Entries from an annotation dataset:
----
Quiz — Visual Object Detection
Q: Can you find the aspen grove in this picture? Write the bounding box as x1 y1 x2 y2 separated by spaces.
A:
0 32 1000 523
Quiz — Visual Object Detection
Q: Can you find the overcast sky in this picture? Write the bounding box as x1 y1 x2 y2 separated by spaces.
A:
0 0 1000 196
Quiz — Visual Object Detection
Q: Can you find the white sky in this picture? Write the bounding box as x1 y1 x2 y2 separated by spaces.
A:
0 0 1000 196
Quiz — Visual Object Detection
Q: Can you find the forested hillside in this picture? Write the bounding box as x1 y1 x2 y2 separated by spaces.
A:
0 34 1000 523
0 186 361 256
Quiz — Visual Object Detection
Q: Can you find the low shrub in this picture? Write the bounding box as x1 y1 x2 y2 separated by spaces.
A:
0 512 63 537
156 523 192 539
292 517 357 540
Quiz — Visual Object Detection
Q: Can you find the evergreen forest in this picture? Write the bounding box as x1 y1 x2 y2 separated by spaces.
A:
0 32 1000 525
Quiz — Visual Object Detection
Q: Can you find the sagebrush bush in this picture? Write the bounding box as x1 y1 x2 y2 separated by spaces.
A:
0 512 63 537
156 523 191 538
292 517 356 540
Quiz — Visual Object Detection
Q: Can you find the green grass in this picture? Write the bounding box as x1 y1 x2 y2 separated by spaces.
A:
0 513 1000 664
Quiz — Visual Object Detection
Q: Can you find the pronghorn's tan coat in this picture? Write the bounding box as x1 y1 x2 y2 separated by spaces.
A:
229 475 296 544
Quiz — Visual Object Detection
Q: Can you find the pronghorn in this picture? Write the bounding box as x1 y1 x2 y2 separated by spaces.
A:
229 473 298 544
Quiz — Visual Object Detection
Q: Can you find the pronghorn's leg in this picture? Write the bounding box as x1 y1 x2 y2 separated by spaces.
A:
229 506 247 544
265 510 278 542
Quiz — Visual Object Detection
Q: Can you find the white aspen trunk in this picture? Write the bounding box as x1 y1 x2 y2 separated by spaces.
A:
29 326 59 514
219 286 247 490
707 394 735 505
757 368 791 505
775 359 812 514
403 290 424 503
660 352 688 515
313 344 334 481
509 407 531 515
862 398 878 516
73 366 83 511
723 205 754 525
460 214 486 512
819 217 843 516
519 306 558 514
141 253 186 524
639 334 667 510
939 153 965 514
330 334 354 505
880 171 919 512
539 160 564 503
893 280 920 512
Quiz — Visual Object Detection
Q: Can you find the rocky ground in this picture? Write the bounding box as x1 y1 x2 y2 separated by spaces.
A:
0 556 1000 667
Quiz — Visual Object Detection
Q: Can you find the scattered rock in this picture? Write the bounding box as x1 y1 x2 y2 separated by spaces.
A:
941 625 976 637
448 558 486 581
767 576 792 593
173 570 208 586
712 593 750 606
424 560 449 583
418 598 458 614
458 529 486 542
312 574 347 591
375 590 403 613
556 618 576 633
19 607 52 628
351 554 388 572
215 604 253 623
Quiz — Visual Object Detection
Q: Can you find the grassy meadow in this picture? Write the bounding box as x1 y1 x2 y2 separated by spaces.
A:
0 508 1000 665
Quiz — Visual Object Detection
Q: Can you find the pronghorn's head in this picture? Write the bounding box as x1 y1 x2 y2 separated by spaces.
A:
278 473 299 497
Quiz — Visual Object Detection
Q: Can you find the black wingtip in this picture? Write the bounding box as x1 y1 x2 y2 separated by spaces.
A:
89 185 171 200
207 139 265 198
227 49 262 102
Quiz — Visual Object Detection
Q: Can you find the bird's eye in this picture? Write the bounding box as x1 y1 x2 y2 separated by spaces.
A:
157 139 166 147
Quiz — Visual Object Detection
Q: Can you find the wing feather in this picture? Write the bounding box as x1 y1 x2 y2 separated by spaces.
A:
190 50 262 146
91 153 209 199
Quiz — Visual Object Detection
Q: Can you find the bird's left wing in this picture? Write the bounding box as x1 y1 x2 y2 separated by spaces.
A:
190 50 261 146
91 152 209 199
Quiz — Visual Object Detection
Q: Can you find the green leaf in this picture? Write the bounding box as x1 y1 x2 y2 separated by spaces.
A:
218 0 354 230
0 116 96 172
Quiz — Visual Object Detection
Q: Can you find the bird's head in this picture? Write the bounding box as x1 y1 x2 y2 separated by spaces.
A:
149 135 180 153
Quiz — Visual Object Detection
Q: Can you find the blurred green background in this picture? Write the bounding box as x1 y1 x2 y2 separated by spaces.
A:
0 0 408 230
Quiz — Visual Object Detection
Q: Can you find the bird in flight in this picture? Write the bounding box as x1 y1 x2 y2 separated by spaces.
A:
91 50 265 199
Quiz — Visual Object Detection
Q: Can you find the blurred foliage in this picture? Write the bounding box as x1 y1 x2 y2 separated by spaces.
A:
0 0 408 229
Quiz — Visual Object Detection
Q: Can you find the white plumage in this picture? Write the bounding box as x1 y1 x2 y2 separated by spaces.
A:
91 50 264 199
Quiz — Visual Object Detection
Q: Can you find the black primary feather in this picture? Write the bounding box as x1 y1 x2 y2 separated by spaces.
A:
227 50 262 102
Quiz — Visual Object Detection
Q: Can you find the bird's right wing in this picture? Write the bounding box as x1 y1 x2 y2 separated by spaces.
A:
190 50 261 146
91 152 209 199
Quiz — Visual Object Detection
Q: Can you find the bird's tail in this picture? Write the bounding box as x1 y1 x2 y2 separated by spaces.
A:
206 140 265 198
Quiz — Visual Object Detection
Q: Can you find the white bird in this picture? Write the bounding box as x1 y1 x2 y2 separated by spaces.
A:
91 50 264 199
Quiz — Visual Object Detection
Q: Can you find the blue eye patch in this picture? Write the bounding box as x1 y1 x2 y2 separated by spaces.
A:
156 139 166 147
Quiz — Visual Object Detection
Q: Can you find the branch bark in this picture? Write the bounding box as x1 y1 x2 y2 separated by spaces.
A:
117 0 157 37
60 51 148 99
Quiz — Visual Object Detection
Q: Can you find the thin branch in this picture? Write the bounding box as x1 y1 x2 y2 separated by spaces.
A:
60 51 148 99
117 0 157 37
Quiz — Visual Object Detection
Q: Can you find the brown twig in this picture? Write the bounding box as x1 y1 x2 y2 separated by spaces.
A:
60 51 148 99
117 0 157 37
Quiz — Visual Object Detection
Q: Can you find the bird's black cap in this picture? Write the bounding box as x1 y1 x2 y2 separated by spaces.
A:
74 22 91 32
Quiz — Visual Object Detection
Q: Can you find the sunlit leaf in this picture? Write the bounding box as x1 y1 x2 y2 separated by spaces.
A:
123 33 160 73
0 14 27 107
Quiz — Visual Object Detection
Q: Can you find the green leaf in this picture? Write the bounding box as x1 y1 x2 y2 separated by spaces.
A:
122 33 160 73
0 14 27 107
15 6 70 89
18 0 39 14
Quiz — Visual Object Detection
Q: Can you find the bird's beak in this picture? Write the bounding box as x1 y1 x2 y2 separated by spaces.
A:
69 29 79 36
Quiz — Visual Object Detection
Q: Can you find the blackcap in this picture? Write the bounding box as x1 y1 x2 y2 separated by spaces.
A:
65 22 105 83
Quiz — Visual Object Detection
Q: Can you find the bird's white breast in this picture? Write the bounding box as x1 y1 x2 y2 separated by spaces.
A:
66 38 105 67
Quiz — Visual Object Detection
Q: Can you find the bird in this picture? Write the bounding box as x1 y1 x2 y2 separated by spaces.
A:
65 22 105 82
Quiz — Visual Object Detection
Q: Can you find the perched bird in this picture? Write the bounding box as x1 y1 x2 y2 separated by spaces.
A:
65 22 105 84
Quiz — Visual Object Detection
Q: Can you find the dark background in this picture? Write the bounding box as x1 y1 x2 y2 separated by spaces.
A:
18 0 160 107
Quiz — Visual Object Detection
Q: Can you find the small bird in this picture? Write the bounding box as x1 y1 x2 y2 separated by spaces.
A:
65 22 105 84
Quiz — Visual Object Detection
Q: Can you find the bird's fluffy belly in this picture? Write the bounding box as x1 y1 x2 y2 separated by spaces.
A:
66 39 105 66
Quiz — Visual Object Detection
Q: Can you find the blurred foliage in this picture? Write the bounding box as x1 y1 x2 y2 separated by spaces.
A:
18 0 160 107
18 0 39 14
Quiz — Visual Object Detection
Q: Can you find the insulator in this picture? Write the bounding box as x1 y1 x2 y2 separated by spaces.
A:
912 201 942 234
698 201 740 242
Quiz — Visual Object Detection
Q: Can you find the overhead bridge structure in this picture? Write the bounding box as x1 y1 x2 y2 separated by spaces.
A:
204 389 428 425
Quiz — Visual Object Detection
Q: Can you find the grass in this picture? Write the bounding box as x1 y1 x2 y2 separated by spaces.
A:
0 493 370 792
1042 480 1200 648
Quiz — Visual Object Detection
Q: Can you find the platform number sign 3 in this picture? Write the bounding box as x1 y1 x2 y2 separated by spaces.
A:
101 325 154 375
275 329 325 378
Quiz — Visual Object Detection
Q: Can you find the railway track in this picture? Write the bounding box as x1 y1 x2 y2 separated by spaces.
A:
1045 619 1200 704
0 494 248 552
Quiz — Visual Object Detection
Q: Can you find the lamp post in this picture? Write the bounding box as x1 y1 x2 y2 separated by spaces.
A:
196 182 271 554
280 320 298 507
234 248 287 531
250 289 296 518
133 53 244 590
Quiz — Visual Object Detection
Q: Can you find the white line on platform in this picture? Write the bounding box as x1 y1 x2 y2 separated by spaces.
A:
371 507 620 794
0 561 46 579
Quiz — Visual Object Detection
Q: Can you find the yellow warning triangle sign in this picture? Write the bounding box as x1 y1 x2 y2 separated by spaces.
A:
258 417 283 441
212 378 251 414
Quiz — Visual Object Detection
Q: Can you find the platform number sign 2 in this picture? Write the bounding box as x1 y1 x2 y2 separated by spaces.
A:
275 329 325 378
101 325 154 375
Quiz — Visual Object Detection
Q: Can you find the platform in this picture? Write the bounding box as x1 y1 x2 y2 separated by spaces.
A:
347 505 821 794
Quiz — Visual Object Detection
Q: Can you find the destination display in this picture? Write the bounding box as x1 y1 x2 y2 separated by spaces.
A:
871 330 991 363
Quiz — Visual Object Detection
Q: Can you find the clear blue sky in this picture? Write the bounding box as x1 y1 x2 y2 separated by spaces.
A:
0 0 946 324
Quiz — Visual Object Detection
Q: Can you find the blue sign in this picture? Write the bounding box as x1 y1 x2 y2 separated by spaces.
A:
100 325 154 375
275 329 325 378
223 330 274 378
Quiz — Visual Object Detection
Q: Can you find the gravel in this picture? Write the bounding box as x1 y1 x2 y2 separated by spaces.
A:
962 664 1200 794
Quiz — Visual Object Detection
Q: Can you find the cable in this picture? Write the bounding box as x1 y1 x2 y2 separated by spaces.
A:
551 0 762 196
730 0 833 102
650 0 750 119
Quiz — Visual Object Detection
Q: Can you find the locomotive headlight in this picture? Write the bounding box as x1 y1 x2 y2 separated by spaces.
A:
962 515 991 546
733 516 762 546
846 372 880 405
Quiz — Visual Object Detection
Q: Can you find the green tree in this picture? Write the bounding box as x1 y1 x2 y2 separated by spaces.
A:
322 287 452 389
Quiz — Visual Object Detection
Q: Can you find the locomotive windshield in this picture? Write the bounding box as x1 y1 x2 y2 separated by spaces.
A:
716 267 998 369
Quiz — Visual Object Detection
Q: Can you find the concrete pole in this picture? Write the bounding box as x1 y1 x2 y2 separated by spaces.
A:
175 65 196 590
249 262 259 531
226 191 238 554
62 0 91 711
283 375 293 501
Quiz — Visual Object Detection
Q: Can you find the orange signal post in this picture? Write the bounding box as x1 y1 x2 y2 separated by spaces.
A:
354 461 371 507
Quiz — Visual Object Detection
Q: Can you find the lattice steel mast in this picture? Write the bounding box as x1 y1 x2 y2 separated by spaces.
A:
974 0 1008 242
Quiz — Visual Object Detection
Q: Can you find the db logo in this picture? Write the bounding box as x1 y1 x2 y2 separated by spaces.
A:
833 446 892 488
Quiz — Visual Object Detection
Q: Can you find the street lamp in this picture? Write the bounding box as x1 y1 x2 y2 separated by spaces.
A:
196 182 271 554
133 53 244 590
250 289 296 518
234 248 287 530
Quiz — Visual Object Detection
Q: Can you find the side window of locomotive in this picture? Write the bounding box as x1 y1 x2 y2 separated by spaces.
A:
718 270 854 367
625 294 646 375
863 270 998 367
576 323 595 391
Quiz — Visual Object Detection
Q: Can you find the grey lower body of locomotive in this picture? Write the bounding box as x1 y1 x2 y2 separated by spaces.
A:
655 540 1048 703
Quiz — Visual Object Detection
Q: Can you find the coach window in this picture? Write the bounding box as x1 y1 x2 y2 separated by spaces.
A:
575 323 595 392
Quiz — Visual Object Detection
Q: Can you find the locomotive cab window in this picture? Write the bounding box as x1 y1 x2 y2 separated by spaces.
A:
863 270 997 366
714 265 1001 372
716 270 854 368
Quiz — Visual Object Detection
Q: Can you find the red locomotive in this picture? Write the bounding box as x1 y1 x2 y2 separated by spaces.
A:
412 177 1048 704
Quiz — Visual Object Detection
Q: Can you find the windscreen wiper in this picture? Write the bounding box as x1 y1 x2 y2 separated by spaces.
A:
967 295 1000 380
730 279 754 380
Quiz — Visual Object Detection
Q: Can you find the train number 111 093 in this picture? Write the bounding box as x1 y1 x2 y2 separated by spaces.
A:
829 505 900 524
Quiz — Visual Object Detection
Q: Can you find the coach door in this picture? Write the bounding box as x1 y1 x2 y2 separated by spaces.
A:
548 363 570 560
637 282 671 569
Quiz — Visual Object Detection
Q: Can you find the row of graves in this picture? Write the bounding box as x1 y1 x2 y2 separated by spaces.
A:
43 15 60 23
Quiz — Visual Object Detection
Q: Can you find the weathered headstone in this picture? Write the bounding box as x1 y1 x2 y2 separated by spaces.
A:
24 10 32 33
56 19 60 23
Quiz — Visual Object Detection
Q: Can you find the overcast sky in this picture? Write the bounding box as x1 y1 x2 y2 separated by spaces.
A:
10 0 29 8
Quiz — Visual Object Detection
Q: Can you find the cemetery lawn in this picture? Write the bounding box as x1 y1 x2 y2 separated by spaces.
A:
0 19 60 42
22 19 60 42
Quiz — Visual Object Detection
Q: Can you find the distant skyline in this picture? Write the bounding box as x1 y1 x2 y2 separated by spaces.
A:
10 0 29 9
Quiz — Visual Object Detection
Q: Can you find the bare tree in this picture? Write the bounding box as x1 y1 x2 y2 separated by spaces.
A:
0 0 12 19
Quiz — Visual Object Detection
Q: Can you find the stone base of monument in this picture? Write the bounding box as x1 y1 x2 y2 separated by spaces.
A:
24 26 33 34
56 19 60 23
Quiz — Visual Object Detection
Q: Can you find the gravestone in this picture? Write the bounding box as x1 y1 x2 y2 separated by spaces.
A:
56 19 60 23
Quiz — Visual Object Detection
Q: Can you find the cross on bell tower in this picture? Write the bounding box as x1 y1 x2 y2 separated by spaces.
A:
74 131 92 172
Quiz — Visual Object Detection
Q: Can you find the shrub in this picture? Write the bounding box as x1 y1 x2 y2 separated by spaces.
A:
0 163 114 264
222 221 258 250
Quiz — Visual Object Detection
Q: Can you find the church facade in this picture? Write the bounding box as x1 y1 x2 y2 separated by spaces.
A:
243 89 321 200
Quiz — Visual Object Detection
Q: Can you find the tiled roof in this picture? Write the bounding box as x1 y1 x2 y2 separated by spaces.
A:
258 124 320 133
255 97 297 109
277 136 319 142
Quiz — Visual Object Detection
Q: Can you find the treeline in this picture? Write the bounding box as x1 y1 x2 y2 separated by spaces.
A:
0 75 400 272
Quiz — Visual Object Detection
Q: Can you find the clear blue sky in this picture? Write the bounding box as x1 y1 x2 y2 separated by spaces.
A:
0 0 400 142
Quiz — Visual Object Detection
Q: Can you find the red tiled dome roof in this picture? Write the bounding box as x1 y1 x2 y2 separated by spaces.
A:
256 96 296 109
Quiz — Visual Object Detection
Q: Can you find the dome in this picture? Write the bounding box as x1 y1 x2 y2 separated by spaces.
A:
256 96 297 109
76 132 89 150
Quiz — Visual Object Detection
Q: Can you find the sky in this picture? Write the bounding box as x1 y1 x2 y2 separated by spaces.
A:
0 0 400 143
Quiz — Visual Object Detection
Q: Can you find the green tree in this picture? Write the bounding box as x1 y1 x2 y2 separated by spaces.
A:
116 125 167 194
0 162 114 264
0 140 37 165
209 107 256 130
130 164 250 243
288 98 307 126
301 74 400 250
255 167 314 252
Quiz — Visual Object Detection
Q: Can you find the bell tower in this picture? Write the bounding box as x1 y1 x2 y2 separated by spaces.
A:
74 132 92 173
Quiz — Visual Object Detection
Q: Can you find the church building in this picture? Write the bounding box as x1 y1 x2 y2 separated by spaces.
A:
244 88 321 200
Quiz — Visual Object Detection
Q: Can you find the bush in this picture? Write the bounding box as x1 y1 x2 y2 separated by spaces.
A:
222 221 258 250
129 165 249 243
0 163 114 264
----
WHAT IS BEING ASKED: Gather every line from the rows above that contains the word "platform", and copy each one unchanged.

SOLUTION TO THIS PROBLEM:
Q: Can you find the platform number sign 3 in this picture? Write the bounding box as x1 y1 x2 y2 separated by spaces.
Q: Can you find the white line on platform in this picture? Write the bounding box as x1 y1 x2 y2 separated by spaces.
Q: Can you find the platform number sign 2 in this picture? Write the bounding box as x1 y1 x2 y2 separated by spaces.
Q: Can you find the platform in this picture? Write the bounding box as x1 y1 x2 y2 separated by spaces.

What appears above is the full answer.